# [Directions for this task]
Pick up the passage on lining up fault lists between the abstract model and the RTL model, and keep writing from where it stops.

*** Passage given ***

The input of calc\_timing() is a list of variables of the abstract model ( $variables \subseteq \mathcal{V}^{\mathcal{A}}$ ). The variables of the abstract model are used to determine their points of time. In addition to this, the trace of the golden RTL simulation  $tr_c$  is given. Also the mapping (map) between the variables of the abstract model and the RTL model is given. The generation of the points of time is done with the trace  $tr_c$  instead of using the trace of the abstract model because the RTL trace is cycle accurate and it allows due to concurrent execution multiple changes of the values in one time step. On the other side the abstract trace only changes the values step by step. In some cases the abstract trace has some value combinations which do not exist in the RTL trace and vice versa.

The results of calc\_timing() are the points of time  $\mathcal{T}^{\mathcal{A}}$  for the fault injection on the abstract model. In the next step, the values of  $\mathcal{T}^{\mathcal{A}}$  are compared with the trace of the golden simulation of the abstract model and all combinations not included in the trace are removed. This reduces the number of fault injections but guarantees a mapping between the fault locations of both models for the simulation.

Given the time references, the fault lists are synchronized as explained in the following. Initially, the definitions for the different fault lists are shown.

$$\mathcal{F}^{\mathcal{A}} \subseteq \mathcal{L}^{\mathcal{A}} \times \mathcal{T}^{\mathcal{A}}$$
$$\mathcal{F}^{\mathcal{C}} \subseteq \mathcal{L}^{\mathcal{C}} \times \mathcal{T}^{\mathcal{C}}$$

Each fault list is a subset of the cross product of all fault locations ( $\mathcal{L}^{\mathcal{A}}$  or  $\mathcal{L}^{\mathcal{C}}$ ) and a point of time of the corresponding abstraction level ( $\mathcal{T}^{\mathcal{A}}$  or  $\mathcal{T}^{\mathcal{C}}$ ).

*** Information supplied ***

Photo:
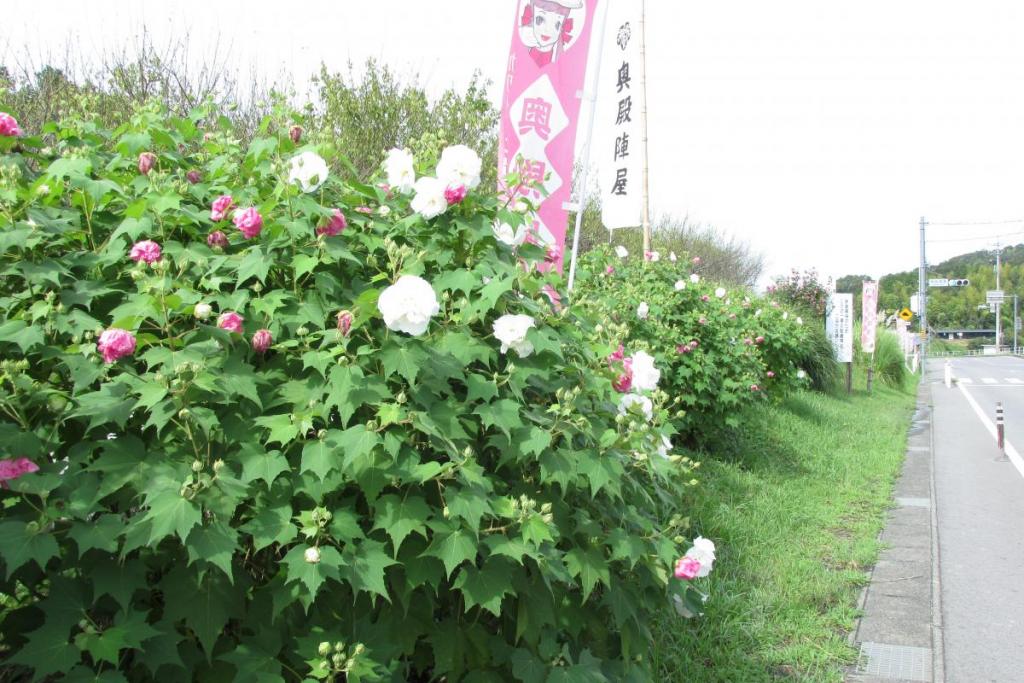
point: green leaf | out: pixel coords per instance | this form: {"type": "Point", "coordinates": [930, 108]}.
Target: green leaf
{"type": "Point", "coordinates": [534, 441]}
{"type": "Point", "coordinates": [258, 463]}
{"type": "Point", "coordinates": [453, 548]}
{"type": "Point", "coordinates": [402, 358]}
{"type": "Point", "coordinates": [484, 587]}
{"type": "Point", "coordinates": [255, 264]}
{"type": "Point", "coordinates": [356, 443]}
{"type": "Point", "coordinates": [100, 532]}
{"type": "Point", "coordinates": [321, 456]}
{"type": "Point", "coordinates": [18, 545]}
{"type": "Point", "coordinates": [364, 567]}
{"type": "Point", "coordinates": [271, 525]}
{"type": "Point", "coordinates": [589, 565]}
{"type": "Point", "coordinates": [400, 516]}
{"type": "Point", "coordinates": [215, 544]}
{"type": "Point", "coordinates": [283, 427]}
{"type": "Point", "coordinates": [170, 512]}
{"type": "Point", "coordinates": [504, 414]}
{"type": "Point", "coordinates": [312, 575]}
{"type": "Point", "coordinates": [480, 388]}
{"type": "Point", "coordinates": [48, 651]}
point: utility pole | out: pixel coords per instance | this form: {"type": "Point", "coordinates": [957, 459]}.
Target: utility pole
{"type": "Point", "coordinates": [645, 209]}
{"type": "Point", "coordinates": [923, 297]}
{"type": "Point", "coordinates": [998, 316]}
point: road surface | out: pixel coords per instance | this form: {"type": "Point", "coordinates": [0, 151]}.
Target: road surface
{"type": "Point", "coordinates": [979, 502]}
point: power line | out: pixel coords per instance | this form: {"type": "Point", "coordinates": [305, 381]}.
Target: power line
{"type": "Point", "coordinates": [974, 222]}
{"type": "Point", "coordinates": [988, 237]}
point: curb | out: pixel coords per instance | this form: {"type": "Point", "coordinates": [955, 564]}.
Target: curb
{"type": "Point", "coordinates": [898, 634]}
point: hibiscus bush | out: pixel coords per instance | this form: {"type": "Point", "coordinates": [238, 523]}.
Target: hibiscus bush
{"type": "Point", "coordinates": [262, 423]}
{"type": "Point", "coordinates": [719, 348]}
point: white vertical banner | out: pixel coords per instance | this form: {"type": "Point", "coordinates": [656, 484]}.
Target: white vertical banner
{"type": "Point", "coordinates": [868, 315]}
{"type": "Point", "coordinates": [620, 150]}
{"type": "Point", "coordinates": [839, 326]}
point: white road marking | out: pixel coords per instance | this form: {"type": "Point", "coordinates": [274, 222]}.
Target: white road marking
{"type": "Point", "coordinates": [1011, 452]}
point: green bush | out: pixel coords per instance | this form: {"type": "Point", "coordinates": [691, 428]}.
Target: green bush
{"type": "Point", "coordinates": [266, 479]}
{"type": "Point", "coordinates": [720, 349]}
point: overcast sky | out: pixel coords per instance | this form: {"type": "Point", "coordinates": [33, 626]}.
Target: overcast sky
{"type": "Point", "coordinates": [818, 131]}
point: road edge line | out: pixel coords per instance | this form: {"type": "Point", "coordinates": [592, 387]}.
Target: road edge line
{"type": "Point", "coordinates": [938, 634]}
{"type": "Point", "coordinates": [1011, 452]}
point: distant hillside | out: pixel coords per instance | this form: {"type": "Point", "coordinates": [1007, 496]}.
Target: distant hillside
{"type": "Point", "coordinates": [953, 307]}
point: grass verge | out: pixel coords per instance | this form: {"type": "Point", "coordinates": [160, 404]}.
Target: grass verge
{"type": "Point", "coordinates": [795, 503]}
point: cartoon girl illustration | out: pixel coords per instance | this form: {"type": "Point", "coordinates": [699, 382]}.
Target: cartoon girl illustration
{"type": "Point", "coordinates": [547, 28]}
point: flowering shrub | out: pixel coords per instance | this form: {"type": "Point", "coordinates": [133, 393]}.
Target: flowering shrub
{"type": "Point", "coordinates": [371, 452]}
{"type": "Point", "coordinates": [719, 349]}
{"type": "Point", "coordinates": [802, 291]}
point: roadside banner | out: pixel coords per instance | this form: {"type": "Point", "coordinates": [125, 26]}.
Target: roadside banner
{"type": "Point", "coordinates": [543, 87]}
{"type": "Point", "coordinates": [839, 326]}
{"type": "Point", "coordinates": [621, 150]}
{"type": "Point", "coordinates": [868, 316]}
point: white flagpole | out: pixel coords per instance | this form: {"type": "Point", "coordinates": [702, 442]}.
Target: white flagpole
{"type": "Point", "coordinates": [644, 210]}
{"type": "Point", "coordinates": [582, 191]}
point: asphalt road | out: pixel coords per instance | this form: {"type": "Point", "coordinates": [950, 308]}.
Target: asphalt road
{"type": "Point", "coordinates": [979, 502]}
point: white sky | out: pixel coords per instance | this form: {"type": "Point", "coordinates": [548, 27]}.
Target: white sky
{"type": "Point", "coordinates": [818, 131]}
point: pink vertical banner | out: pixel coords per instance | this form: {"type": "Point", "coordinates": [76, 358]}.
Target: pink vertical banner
{"type": "Point", "coordinates": [546, 72]}
{"type": "Point", "coordinates": [868, 316]}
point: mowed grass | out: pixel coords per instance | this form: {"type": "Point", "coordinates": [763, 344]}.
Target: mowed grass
{"type": "Point", "coordinates": [795, 503]}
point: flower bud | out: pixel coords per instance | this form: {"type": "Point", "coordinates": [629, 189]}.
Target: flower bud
{"type": "Point", "coordinates": [262, 340]}
{"type": "Point", "coordinates": [345, 319]}
{"type": "Point", "coordinates": [145, 162]}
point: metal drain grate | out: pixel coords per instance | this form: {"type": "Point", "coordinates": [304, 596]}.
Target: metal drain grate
{"type": "Point", "coordinates": [899, 662]}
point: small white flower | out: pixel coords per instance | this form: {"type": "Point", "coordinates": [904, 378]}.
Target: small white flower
{"type": "Point", "coordinates": [429, 201]}
{"type": "Point", "coordinates": [628, 400]}
{"type": "Point", "coordinates": [704, 552]}
{"type": "Point", "coordinates": [308, 170]}
{"type": "Point", "coordinates": [511, 332]}
{"type": "Point", "coordinates": [459, 166]}
{"type": "Point", "coordinates": [400, 170]}
{"type": "Point", "coordinates": [666, 447]}
{"type": "Point", "coordinates": [645, 375]}
{"type": "Point", "coordinates": [408, 305]}
{"type": "Point", "coordinates": [513, 237]}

***

# [Solved exercise]
Next, the function lmap maps a given fault location  $l^{\mathcal{A}} \in \mathcal{L}^{\mathcal{A}}$  with  $l^{\mathcal{A}} = (v_a, b_a)$  to the corresponding fault location  $l^{\mathcal{C}} \in \mathcal{L}^{\mathcal{C}}$  with  $l^{\mathcal{C}} = (v_c, b_c)$ .

$$lmap(l^{\mathcal{A}}) := l^{\mathcal{C}}$$
 with  $v_c = map(v_a) \wedge b_a = b_c$ 

The function tm represents a mapping of a point of time in  $\mathcal{T}^{\mathcal{C}}$  to the corresponding tuple in  $\mathcal{T}^{\mathcal{A}}$ . This helps to keep the fault lists synchronized.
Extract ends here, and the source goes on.